The 2008–09 season was the 112th season of competitive football by Heart of Midlothian, and their 26th consecutive season in the top level of Scottish football, competing in the Scottish Premier League

Overview 
Hearts began the campaign with a new manager, Csaba László, at the helm. In Laszlo's first game in charge Hearts drew 1–1 with Northern Irish side Glentoran (losing 6–5 on penalties.) Two days later Hearts travelled to Dunfermline where they lost 1–0. On the same day Hearts set out on their 10-day pre-season tour of Germany.

League campaign 
The club began the season with a home win against Motherwell and had a good run in the early stages of the campaign, climbing as high as second in the table in late September. The good start looked under threat when it was revealed that players wages had not been paid, although the problem was blamed on a "technical hitch" with wages to be paid on Friday 26 September. However, in April 2009 the club was able to announce a £6 million reduction in their debt level.

After a run of poor results in October, the club set off on a run of five league wins in a row starting with a 1–0 away win over St Mirren and culminating in a 2–1 home win over Rangers that left them third in the table. However Hearts' strike force had only managed to score 2 goals in 19 games and was looking ineffective. After a 1–1 draw at Celtic Park, there followed a draw at home against Dundee United, a defeat at Pittodrie and a goalless draw against Hibernian.

Hearts boosted their chances of a third-place finish and qualification for the Europa League with a 2–1 win over 5th-placed Aberdeen, Christian Nade cancelled out Darren Mackie's opener on the stroke of half time before Andy Driver scored the winner in the second half.

******************************

§ **TASK SET**
1: According to the account of Hearts' 2008–09 season, what did the club announce in April 2009?
2: Write a continuation of the account of Hearts' 2008–09 season, starting after its final sentence.

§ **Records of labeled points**
******************************

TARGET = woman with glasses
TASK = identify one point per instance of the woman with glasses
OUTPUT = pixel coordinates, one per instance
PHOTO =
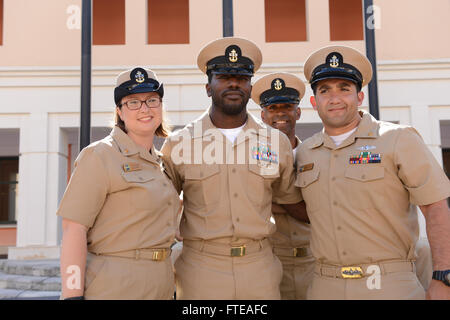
(120, 209)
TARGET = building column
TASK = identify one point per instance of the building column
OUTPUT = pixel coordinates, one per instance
(36, 220)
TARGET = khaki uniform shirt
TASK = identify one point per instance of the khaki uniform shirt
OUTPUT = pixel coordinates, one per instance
(361, 212)
(121, 193)
(290, 233)
(229, 195)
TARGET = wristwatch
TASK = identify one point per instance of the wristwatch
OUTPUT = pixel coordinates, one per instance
(442, 275)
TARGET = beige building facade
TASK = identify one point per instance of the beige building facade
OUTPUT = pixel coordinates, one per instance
(40, 55)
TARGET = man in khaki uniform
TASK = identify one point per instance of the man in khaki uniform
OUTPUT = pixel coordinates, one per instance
(361, 179)
(230, 167)
(279, 94)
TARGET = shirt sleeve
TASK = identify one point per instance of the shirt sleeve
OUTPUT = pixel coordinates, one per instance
(169, 166)
(284, 189)
(87, 189)
(418, 169)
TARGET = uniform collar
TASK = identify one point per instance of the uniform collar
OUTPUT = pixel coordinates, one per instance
(129, 148)
(298, 141)
(368, 128)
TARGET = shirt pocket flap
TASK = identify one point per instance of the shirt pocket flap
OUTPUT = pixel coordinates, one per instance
(138, 176)
(364, 173)
(200, 172)
(305, 178)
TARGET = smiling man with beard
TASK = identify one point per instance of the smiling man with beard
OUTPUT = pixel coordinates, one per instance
(362, 180)
(228, 197)
(279, 94)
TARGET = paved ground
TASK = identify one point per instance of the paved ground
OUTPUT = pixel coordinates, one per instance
(29, 279)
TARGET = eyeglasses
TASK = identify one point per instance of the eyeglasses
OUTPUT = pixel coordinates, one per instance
(136, 104)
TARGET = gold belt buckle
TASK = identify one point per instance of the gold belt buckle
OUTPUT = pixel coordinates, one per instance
(300, 252)
(158, 255)
(237, 251)
(351, 272)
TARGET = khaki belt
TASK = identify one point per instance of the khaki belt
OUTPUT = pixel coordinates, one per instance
(358, 271)
(145, 254)
(225, 249)
(292, 252)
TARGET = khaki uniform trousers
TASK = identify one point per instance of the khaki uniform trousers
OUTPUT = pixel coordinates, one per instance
(424, 264)
(401, 284)
(117, 278)
(204, 275)
(297, 276)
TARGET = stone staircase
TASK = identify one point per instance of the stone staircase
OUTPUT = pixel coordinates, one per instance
(29, 279)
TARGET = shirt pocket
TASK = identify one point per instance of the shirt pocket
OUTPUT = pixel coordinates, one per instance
(202, 188)
(366, 184)
(308, 181)
(259, 184)
(143, 190)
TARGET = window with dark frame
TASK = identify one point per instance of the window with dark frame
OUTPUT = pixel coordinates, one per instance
(168, 21)
(285, 20)
(108, 22)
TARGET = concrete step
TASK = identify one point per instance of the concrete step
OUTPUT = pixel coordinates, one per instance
(40, 268)
(35, 283)
(14, 294)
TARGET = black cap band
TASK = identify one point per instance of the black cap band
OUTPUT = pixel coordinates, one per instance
(285, 95)
(232, 62)
(131, 87)
(335, 68)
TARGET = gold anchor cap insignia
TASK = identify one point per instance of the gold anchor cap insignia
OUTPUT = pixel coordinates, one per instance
(233, 56)
(278, 85)
(334, 61)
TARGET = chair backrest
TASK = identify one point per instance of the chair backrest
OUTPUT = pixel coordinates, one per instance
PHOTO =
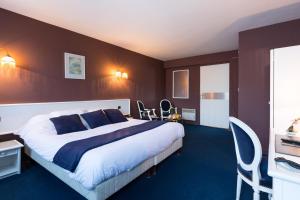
(247, 146)
(165, 105)
(140, 105)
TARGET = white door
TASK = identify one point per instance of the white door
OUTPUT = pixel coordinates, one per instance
(214, 91)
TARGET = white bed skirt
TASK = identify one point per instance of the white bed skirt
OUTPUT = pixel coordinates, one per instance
(110, 186)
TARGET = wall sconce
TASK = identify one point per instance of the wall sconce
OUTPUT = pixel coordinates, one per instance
(120, 75)
(7, 61)
(124, 75)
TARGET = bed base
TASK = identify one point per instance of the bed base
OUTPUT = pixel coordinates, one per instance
(110, 186)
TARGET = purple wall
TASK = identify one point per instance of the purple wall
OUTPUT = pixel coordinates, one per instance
(39, 76)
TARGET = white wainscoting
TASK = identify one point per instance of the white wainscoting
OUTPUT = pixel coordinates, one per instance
(13, 116)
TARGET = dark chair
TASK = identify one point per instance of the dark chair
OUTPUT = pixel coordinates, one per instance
(147, 114)
(166, 109)
(252, 167)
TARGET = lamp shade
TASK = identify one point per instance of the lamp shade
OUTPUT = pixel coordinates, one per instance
(124, 75)
(8, 61)
(118, 74)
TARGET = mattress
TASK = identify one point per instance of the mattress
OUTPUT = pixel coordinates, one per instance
(101, 164)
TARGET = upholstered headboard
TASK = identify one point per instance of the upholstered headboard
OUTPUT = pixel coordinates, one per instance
(13, 116)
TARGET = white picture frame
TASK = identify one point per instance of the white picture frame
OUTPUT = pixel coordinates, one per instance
(74, 66)
(181, 90)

******************************

§ **EXERCISE ANSWERS**
1: A £6 million reduction in its debt level.

2:
On 28 February Hearts beat fellow 3rd place hopefuls, Dundee Utd 1–0 at Tannadice with Michael Stewart's second half strike. This moved them 5 points clear in 3rd place, following which Hearts then defeated Motherwell 2–1 at Tynecastle with a last minute goal from Ruben Palazuelos.

Hearts visited Easter Road on 14 March and lost 1–0 through Steven Fletcher's goal. Hearts then took themselves to Ibrox where they found themselves 2–0 down at half time but a spirited second half changed the course of the match with Christos Karipidis and Ruben Palazuelos both netting to make it 2–2.

Hearts then followed their success with a terrific 3–1 over Kilmarnock at Tynecastle. Hearts lost an early goal from Danny Invincible but a Calum Elliot brace and a Bruno Aguiar strike made Hearts comfortable winners, securing a top six finish, which they failed to achieve the previous season, the only time in the club's history.

After success against Kilmarnock, Hearts faced Celtic in the second last game before the split. Hearts lost a goal inside the 1st minute from Venegoor of Hessilink but equalised before half time from an outstanding freekick from Bruno Aguiar, gaining Hearts another point from the Old Firm. This left only an away game at Falkirk before the league table split. Despite a 2–0 loss to Rangers and a 1–0 loss to Hibs, Hearts beat Dundee United 3–0 to finish in third place in Csaba Lazlo's debut season. Their final game, a 0–0 draw with Celtic, ensured that the Glasgow club missed out on the title.

Domestic cups 
Hearts entered the Scottish League Cup at the second round and were given a tough game by First Division side Airdrie United, being defeated on penalties after a 0–0 draw.

The club entered the Scottish Cup in the Fourth Round where they faced Edinburgh derby rivals Hibernian at Easter Road. Hearts won the game 2–0 with goals from Christian Nadé and Gary Glen to set up a Fifth Round tie with Falkirk. They were then eliminated by Falkirk following a 1–0 home defeat.

Transfers 
Lazslo's first signing came on 20 July 2008 when he signed Ugandan international, David Obua. On 11 August 2008, Mike Tullberg signed a one-year loan deal with Hearts, becoming Laszlo's second signing, but his career in Edinburgh was set back by recurring injury problems.

During the January transfer window the club lost Christophe Berra to Wolverhampton Wanderers in a deal worth around £2.5 million. Robbie Neilson was handed the captain's armband following Berra's departure.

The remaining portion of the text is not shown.